**** RECORD SET

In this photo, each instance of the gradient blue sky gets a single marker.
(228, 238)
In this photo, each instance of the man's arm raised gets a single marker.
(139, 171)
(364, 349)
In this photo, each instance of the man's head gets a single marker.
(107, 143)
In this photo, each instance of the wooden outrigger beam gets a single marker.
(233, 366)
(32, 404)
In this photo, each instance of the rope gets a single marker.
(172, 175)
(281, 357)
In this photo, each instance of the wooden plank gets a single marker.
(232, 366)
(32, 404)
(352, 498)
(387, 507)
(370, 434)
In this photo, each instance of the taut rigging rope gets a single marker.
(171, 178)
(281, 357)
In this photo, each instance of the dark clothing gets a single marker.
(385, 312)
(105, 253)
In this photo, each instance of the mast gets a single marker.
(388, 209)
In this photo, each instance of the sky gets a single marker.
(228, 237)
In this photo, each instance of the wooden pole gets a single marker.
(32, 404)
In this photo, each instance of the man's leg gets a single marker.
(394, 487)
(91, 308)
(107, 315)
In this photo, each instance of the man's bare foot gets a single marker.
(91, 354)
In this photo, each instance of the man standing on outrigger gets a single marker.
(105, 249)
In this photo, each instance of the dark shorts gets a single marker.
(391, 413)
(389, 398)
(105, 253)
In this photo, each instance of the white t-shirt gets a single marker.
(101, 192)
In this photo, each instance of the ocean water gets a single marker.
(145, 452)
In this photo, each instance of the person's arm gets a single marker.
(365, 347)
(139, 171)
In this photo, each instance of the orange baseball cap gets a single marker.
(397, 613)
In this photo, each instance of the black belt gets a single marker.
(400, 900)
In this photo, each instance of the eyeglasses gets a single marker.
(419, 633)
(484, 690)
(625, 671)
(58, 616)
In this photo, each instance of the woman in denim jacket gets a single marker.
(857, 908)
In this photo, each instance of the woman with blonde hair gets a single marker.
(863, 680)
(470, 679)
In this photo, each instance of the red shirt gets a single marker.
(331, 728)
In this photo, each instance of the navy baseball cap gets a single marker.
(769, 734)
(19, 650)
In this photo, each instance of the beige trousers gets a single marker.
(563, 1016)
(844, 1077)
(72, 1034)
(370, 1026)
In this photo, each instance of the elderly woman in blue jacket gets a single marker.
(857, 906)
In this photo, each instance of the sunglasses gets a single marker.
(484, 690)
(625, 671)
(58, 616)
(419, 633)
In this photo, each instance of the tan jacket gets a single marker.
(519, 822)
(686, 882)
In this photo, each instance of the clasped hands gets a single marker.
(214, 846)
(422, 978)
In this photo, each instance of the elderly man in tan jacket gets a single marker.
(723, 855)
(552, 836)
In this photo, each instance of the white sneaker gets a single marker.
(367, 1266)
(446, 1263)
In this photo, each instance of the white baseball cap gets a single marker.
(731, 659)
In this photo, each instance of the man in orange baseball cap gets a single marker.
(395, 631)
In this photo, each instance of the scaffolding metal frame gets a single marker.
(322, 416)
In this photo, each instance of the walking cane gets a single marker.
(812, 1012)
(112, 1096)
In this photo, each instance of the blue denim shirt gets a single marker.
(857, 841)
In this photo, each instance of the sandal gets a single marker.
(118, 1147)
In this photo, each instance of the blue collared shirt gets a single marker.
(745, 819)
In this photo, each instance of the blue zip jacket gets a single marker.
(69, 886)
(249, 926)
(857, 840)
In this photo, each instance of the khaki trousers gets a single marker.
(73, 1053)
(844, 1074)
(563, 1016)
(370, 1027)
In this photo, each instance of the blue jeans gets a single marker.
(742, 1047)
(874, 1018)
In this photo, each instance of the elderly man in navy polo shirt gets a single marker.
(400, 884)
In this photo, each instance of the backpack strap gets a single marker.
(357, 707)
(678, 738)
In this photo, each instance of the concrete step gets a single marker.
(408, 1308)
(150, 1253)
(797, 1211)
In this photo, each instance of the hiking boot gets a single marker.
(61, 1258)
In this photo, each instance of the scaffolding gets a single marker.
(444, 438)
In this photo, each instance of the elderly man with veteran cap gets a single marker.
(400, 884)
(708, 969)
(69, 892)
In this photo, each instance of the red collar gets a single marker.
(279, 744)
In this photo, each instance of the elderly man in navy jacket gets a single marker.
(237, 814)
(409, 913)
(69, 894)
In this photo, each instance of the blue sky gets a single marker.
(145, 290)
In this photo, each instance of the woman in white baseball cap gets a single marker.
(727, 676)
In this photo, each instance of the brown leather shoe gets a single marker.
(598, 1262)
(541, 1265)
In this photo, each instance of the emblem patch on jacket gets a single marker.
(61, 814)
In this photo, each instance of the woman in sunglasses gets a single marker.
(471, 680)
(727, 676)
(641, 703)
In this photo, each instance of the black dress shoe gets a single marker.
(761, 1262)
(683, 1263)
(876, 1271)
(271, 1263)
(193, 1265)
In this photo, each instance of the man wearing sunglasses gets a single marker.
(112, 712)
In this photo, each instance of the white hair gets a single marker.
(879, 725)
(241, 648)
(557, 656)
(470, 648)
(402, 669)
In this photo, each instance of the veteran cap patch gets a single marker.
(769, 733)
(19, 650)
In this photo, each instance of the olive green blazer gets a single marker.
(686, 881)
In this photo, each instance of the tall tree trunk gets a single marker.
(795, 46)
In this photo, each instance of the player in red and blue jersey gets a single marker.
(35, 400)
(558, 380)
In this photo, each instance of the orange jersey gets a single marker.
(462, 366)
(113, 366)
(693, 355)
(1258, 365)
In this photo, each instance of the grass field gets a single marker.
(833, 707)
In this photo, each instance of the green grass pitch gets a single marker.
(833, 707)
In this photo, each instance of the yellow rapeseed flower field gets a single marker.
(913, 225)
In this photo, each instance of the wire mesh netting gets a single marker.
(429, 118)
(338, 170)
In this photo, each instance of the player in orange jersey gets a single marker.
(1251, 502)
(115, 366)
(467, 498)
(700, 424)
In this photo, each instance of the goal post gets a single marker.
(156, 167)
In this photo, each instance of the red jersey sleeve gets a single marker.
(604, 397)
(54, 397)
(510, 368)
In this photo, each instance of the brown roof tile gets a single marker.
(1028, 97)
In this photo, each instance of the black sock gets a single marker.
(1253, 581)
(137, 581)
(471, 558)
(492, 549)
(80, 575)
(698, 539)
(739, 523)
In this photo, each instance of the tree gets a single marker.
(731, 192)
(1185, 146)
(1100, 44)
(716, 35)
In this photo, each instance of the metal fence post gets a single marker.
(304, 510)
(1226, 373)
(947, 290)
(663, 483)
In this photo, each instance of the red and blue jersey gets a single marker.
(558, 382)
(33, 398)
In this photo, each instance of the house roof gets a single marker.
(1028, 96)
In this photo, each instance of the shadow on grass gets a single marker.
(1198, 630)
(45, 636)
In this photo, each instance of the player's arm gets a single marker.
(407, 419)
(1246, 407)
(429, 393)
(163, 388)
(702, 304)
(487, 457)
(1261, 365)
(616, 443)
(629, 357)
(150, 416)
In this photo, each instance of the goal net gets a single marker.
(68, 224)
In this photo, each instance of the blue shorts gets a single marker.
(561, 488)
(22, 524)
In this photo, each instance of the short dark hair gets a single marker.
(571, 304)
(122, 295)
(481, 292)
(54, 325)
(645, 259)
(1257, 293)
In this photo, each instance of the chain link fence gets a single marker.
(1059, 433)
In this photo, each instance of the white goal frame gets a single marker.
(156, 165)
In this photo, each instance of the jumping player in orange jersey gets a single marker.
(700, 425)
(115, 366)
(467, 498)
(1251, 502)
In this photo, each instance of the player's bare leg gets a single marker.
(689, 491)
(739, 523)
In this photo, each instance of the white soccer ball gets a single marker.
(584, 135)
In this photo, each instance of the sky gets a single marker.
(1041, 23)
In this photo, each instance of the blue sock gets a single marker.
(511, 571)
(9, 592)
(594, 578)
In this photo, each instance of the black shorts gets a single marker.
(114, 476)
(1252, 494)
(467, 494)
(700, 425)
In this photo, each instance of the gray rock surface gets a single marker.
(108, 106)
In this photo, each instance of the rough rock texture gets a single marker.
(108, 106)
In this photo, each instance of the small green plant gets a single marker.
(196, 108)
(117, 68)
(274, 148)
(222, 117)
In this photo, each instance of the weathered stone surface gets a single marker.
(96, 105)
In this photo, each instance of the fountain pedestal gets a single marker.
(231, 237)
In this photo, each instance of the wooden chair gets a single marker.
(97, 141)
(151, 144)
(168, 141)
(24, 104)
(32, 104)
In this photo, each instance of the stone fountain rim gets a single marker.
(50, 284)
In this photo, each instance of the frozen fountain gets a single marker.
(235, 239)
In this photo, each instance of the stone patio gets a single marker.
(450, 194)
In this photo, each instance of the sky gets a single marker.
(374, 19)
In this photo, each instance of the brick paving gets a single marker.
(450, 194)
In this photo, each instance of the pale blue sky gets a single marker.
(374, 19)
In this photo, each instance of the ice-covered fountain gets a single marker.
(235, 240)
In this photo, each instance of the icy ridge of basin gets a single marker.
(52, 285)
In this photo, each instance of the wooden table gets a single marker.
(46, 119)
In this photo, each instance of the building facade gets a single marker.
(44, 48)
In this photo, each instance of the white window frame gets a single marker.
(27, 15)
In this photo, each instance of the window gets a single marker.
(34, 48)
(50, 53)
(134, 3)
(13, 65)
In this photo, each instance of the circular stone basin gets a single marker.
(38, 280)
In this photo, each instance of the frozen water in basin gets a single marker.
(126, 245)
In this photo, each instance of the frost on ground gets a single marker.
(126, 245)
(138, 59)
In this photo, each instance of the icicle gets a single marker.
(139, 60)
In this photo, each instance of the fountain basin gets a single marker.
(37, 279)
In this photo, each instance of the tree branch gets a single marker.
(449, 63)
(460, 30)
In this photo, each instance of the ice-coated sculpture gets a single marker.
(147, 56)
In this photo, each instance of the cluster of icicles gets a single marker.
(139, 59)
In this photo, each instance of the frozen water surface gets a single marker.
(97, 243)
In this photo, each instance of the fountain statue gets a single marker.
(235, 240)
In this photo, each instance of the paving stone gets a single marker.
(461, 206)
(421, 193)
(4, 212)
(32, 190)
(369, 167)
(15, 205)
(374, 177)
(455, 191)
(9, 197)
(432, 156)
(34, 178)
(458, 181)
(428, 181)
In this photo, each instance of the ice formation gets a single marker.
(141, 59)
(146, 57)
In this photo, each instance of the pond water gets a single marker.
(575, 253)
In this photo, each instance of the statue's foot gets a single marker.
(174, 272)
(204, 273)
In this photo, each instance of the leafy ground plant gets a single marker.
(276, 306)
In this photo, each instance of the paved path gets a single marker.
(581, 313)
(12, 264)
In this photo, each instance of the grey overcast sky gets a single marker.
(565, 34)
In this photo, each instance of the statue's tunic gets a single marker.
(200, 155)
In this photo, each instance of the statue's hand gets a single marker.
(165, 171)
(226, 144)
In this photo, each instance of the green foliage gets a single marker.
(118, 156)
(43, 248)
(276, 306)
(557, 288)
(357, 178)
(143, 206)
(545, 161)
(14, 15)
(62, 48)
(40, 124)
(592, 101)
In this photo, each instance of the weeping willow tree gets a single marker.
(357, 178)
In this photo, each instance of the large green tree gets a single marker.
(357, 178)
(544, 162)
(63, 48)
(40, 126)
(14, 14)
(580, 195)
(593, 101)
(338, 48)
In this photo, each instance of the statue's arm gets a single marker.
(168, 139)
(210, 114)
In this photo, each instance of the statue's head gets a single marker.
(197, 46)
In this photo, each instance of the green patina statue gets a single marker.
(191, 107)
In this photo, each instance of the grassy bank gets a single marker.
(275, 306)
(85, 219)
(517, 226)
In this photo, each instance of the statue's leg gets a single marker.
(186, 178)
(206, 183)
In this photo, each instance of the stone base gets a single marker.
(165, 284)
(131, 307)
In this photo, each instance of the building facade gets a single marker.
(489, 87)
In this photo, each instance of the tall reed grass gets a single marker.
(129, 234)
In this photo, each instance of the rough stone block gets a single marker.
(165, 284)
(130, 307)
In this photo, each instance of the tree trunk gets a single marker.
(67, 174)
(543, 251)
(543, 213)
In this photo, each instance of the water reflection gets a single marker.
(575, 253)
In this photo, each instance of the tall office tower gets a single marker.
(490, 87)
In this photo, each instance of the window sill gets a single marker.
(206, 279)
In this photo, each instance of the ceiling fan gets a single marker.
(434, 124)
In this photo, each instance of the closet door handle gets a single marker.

********

The expected output is the lines from the one with "In this photo, each instance of the statue's head" through the end of the data, exactly as written and nothing more.

In this photo, each instance of the statue's head gets a single marker.
(197, 46)
In this photo, each instance of the green patina statue gets a single marker.
(191, 107)
In this photo, each instance of the grassy bank gets a single marker.
(275, 306)
(85, 219)
(517, 226)
In this photo, each instance of the statue's leg gets a single marker.
(186, 178)
(206, 183)
In this photo, each instance of the stone base gets a single marker.
(165, 284)
(131, 307)
In this photo, each instance of the building facade gets a single marker.
(489, 87)
In this photo, each instance of the tall reed grass gets a single marker.
(129, 234)
In this photo, each instance of the rough stone block gets a single marker.
(165, 284)
(130, 307)
In this photo, each instance of the tree trunk gets a single marker.
(67, 174)
(543, 251)
(543, 213)
In this photo, each instance of the water reflection gets a single marker.
(575, 253)
In this photo, each instance of the tall office tower gets a single marker.
(490, 87)
In this photo, each instance of the window sill gets a single marker.
(206, 279)
In this photo, each instance of the ceiling fan gets a single marker.
(434, 124)
In this photo, each instance of the closet door handle gets a single marker.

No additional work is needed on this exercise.